Text provided =>
=== Section Start ===

The March employment report shows massive disruption in the labor market triggered by the coronavirus. And as awful as the payroll job loss numbers appear they pale in comparison to the record loss in household employment and surge in the number of people forced to work part-time.
In March, payroll employment fell 701,000, nearly 10 times greater than consensus estimates and far worse than the job loss of 27,000 in ADP employment released earlier in the week. The sharp drop in payroll employment last month was the largest monthly decline since the 800,000-job loss recorded in May 2009---near the end of the Great Financial Recession.
The employment statistics from the household survey were far worse. In March, household employment fell nearly 3 million. To put that in context, the drop in household employment in March 2020 was three times larger than any of the monthly job losses recorded during the Great Financial Recession.
Household employment is based on a survey of people, whereas payroll employment is a survey of business establishments. In other words, the household survey counts the number of people working, whereas the establishment survey counts the number of jobs (and many people hold more than one job).
At cyclical turning points, the household survey tends to flash “red” much sooner than the payroll survey. And that appears to be the case again in the current cycle.
Both surveys are conducted at the same time of each month: the payroll period that includes the 12th of the month. And what is noteworthy about the March household employment survey results is that people were losing jobs in record numbers even before the national emergency restrictions on work-life, social gatherings and travel were announced on March 13.
On top of the job loss, the household survey showed that 1.4 million workers in nonagricultural industries were forced to work part-time due to slack work or weak business conditions.
The 0.9 percentage point to 4.4% in the civilian unemployment understates the severity of the disruption in labor markets. That’s because of record number 1.6 million dropped out of the workforce. In other words, if all of the people that lost jobs in March remained in the labor force the jobless rate would have been nearly one percent higher at 5.3%.
The household employment results for March are a harbinger of what will appear in the payroll data in the coming months.

=== Section End ===

Problem details => Write out the passage from the text about the March employment report word for word, starting at "On top of the" and ending at "the coming months.". Rely only on the text about the March employment report.

Stored data =>

=== Section Start ===

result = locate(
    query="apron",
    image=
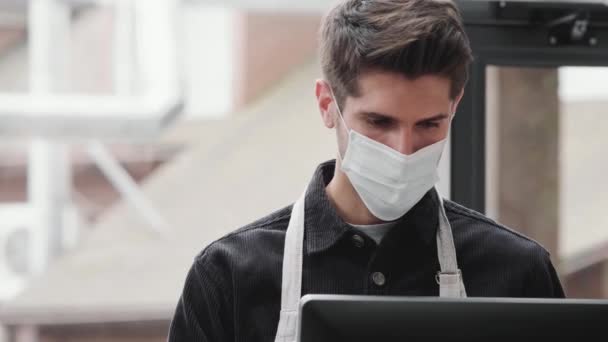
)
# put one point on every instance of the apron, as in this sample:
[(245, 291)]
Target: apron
[(449, 278)]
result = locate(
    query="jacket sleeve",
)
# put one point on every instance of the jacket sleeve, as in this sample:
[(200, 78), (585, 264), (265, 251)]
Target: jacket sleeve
[(202, 310), (543, 280)]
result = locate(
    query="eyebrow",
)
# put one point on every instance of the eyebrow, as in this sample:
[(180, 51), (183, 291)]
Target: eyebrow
[(374, 115)]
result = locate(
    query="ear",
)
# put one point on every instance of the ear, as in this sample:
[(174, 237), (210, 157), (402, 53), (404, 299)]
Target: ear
[(457, 101), (324, 102)]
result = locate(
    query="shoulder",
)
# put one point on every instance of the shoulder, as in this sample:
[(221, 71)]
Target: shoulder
[(242, 244), (475, 229)]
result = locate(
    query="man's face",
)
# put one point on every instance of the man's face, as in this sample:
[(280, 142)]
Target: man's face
[(406, 115)]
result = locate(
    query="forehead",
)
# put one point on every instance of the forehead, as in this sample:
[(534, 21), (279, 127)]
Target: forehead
[(394, 94)]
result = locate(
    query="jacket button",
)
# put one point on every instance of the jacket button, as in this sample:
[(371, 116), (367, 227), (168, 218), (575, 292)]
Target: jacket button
[(358, 241), (378, 278)]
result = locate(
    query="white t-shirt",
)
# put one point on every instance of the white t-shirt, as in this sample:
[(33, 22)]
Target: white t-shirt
[(376, 231)]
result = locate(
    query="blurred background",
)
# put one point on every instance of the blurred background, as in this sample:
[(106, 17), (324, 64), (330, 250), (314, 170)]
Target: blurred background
[(133, 133)]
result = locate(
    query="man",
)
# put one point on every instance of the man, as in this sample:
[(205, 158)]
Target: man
[(370, 222)]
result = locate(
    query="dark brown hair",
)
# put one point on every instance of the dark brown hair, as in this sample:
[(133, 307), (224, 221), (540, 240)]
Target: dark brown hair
[(411, 37)]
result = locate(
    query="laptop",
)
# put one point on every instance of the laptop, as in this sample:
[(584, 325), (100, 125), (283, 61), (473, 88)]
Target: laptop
[(337, 318)]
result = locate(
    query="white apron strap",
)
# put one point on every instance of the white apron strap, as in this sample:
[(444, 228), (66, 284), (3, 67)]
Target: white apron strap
[(291, 284), (449, 278)]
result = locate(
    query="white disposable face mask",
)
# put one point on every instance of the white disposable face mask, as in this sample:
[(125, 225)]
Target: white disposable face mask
[(389, 183)]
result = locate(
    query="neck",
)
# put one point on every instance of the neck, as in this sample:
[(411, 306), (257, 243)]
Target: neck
[(346, 201)]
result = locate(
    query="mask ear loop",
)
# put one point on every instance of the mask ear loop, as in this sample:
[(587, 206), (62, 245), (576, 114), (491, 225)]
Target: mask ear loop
[(341, 118)]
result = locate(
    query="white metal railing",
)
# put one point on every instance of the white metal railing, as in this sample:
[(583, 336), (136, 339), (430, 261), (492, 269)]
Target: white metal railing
[(147, 98)]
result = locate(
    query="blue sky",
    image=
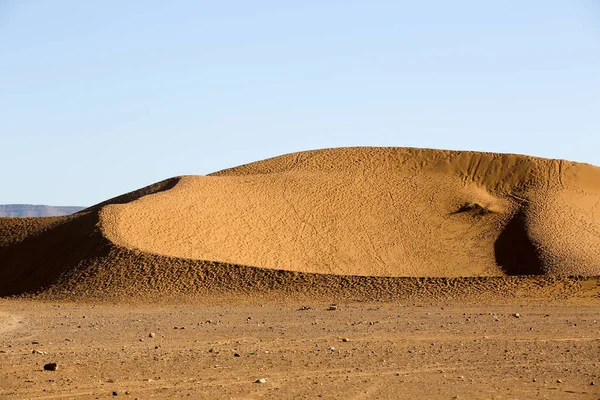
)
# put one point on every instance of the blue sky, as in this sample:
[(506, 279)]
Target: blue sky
[(98, 98)]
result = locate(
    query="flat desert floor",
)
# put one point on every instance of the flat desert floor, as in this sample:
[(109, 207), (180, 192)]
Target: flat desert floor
[(360, 350)]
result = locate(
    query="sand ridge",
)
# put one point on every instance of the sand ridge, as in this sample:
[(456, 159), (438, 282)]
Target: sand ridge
[(377, 211), (361, 223)]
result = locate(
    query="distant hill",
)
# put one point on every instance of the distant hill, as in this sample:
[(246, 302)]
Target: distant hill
[(30, 210)]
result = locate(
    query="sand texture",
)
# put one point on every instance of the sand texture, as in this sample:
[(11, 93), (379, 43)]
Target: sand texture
[(375, 223)]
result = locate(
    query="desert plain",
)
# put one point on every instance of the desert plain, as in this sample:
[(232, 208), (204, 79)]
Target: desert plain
[(339, 273)]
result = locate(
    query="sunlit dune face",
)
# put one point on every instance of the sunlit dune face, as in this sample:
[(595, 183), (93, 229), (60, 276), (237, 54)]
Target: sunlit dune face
[(366, 220), (564, 222)]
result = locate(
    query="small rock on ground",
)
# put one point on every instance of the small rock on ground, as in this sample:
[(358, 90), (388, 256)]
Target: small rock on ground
[(51, 367)]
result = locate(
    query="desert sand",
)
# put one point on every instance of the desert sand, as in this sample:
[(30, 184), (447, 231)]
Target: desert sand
[(432, 257)]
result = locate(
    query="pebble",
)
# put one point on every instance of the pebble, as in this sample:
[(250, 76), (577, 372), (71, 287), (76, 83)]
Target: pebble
[(51, 367)]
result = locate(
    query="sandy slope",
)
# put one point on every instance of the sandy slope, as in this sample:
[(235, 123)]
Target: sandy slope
[(370, 223), (378, 211)]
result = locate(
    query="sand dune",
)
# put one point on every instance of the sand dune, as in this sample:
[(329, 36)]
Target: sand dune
[(351, 219)]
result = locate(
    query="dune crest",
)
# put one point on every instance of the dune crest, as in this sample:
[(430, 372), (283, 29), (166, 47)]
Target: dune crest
[(373, 223), (377, 212)]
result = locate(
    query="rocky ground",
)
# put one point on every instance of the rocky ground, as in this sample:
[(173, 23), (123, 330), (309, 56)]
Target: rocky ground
[(354, 351)]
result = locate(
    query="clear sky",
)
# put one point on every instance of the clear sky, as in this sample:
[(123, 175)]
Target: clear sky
[(98, 98)]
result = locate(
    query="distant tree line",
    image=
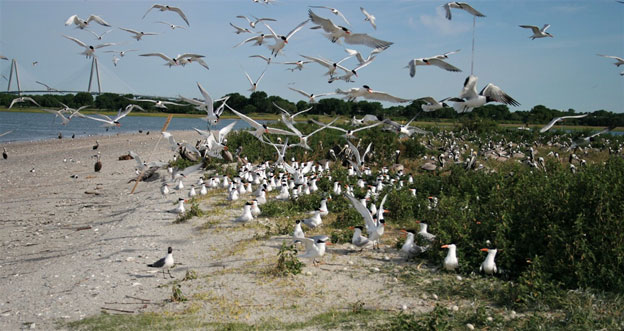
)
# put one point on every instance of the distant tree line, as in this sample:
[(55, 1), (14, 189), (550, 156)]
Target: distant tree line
[(260, 102)]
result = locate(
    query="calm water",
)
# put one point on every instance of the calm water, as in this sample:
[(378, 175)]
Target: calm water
[(38, 126)]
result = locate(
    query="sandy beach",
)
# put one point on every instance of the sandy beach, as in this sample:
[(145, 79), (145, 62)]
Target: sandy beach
[(76, 241)]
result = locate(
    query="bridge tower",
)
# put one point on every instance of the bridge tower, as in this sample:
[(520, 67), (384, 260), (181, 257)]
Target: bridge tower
[(94, 67), (14, 68)]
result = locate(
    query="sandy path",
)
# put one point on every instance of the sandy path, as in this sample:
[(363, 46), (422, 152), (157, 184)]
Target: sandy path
[(68, 253)]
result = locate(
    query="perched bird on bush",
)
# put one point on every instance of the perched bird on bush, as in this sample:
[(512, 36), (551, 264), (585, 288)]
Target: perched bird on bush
[(450, 261), (489, 266)]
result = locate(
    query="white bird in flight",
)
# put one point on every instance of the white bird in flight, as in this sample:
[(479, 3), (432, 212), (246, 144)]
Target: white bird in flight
[(469, 98), (460, 5), (281, 41), (311, 96), (335, 12), (239, 30), (259, 129), (537, 32), (89, 50), (175, 60), (334, 33), (138, 34), (80, 23), (23, 99), (254, 85), (557, 119), (619, 60), (430, 61), (169, 8), (171, 25), (253, 23), (111, 122), (100, 36), (368, 17)]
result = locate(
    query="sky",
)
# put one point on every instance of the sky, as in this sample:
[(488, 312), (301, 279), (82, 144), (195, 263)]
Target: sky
[(562, 72)]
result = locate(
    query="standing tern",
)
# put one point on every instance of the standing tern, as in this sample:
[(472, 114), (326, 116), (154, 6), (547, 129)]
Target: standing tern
[(557, 119), (314, 248), (469, 99), (311, 96), (80, 23), (89, 50), (460, 5), (253, 23), (335, 12), (169, 8), (23, 99), (259, 129), (537, 32), (334, 33), (281, 41), (138, 34), (368, 17), (164, 263)]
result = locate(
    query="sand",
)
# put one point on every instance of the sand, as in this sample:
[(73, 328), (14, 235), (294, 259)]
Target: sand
[(75, 241)]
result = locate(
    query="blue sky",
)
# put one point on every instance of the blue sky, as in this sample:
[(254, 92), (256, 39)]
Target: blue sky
[(561, 72)]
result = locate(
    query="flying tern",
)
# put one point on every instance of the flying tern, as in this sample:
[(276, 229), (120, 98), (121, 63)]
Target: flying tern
[(110, 122), (557, 119), (259, 129), (89, 50), (311, 96), (460, 5), (239, 30), (138, 34), (335, 12), (430, 61), (254, 85), (281, 41), (171, 25), (80, 23), (255, 21), (469, 99), (334, 33), (169, 8), (100, 36), (368, 17), (537, 32), (23, 99)]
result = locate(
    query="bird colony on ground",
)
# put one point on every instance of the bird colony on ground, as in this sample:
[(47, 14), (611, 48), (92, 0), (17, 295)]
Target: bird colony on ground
[(293, 179)]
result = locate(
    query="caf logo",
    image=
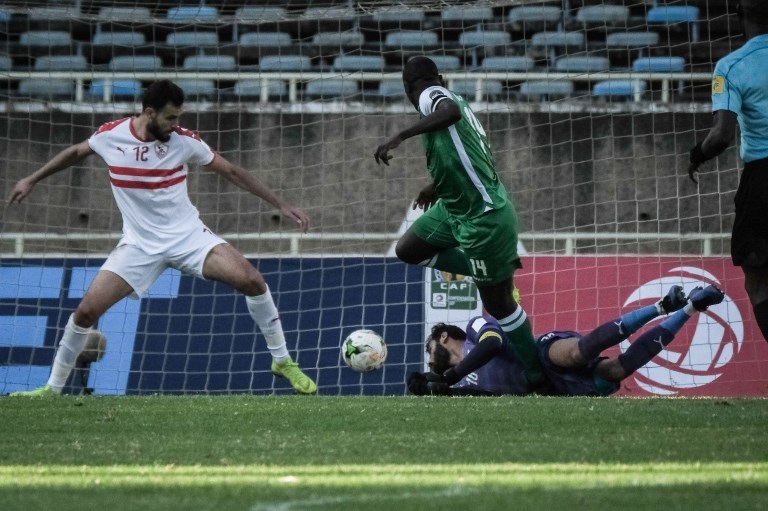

=== Section End ===

Answer to the problem =>
On top of the job loss, the household survey showed that 1.4 million workers in nonagricultural industries were forced to work part-time due to slack work or weak business conditions.
The 0.9 percentage point to 4.4% in the civilian unemployment understates the severity of the disruption in labor markets. That’s because of record number 1.6 million dropped out of the workforce. In other words, if all of the people that lost jobs in March remained in the labor force the jobless rate would have been nearly one percent higher at 5.3%.
The household employment results for March are a harbinger of what will appear in the payroll data in the coming months.